EXTRACT: Begin
When God Doesn't Speak Your Language
(Pioneers)

Despite technology that instantly connects the world, one-third of all languages today still don’t have a Scripture translation, and only 6 percent have the entire Bible. These ministries are rapidly changing that.

Samuel Mubbala came to know Christ as Savior in 1970 while working on an early translation of the Lugwere language Bible. In those days, the Bible used in his Ugandan community was in Luganda. Though it was a language of wider communication in the area, few in Mubbala’s people group (known as the Bagwere) understood it.

“To me, it felt like God was a Sunday visitor who came dressed in ceremonial garments, speaking the Luganda language, and would vanish after the service,” Mubbala says.

After hitting various dead ends on the version over the years, Wycliffe Bible Translators sent missionaries to the people group of 500,000 in 1999. Since then work has proceeded at a lightning-quick pace compared with previous efforts.
EXTRACT: End
PROVIDED DATA: Begin
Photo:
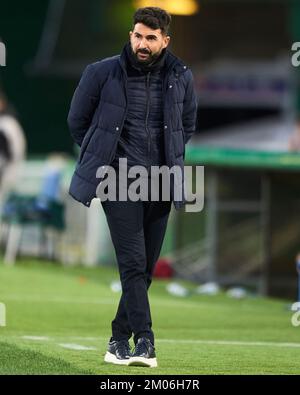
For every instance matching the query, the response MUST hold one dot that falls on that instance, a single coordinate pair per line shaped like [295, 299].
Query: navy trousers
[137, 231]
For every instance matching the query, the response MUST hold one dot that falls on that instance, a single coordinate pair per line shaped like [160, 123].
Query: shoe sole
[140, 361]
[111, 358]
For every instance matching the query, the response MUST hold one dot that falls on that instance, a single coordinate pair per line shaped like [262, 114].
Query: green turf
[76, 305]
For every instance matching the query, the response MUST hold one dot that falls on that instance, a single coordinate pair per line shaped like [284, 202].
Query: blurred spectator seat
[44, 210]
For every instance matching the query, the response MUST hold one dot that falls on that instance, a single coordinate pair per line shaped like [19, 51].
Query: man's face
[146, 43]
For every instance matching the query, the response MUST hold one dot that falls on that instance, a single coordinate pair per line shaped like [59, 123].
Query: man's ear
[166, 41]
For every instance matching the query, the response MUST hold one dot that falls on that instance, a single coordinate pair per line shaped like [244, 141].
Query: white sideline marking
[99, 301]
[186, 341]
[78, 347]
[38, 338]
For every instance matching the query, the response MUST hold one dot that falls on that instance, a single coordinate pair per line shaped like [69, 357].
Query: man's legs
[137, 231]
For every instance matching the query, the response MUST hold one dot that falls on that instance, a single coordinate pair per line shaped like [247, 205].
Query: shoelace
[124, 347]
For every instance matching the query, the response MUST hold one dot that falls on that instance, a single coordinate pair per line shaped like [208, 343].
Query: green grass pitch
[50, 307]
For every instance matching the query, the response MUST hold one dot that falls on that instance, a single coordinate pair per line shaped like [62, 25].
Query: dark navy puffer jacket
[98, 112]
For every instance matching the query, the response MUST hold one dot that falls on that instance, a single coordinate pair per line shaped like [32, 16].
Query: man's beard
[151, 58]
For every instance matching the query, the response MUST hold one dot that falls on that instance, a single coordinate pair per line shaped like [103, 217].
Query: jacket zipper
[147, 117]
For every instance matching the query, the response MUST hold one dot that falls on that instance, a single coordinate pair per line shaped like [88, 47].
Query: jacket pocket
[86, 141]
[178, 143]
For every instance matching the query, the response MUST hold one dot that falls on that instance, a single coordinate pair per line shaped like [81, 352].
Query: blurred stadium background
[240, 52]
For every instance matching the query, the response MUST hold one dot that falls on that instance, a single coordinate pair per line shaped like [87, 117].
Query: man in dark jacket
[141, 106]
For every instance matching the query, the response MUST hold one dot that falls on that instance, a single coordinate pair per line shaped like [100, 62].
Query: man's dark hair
PROVIDED DATA: End
REQUIRED WORK:
[A] Please write out the passage of the Bible translation article between "After hitting various" and "with previous efforts.", inclusive.
[B] According to the Bible translation article, in what year did Wycliffe Bible Translators send missionaries to the Bagwere?

TASK RESULTS:
[A]
After hitting various dead ends on the version over the years, Wycliffe Bible Translators sent missionaries to the people group of 500,000 in 1999. Since then work has proceeded at a lightning-quick pace compared with previous efforts.

[B] 1999